### [Assigned task]
Show every line below where "hill" appears.

### [Material supplied]

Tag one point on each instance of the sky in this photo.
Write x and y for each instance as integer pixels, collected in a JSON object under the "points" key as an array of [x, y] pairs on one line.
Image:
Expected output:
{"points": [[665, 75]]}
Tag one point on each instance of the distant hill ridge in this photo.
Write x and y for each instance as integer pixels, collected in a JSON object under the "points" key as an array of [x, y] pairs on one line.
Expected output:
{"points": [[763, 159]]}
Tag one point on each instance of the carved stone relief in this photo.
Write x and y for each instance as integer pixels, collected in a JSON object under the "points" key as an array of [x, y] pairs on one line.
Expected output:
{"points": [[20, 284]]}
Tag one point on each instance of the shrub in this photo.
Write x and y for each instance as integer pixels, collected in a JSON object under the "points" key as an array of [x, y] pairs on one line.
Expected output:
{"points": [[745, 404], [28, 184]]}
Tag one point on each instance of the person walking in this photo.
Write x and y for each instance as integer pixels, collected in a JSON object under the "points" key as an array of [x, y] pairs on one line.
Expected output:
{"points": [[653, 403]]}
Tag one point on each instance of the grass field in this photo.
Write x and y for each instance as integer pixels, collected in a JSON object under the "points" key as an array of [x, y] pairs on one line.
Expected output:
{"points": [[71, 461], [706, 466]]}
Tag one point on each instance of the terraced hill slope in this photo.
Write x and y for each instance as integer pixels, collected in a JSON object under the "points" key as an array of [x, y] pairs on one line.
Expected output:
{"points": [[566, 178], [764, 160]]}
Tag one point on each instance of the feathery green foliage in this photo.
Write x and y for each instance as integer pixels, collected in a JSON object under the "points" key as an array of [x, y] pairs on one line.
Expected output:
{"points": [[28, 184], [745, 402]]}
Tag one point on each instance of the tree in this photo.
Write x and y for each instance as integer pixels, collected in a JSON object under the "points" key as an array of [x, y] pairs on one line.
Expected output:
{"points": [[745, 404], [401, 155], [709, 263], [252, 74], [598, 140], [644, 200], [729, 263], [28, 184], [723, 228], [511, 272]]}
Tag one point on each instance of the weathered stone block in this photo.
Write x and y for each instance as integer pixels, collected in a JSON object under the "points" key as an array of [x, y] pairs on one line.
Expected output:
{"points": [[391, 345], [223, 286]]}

### [Written solution]
Tag one point on each instance of the distant hill ridge in this photo.
Tag one point on each instance of the terraced hill slope in this photo.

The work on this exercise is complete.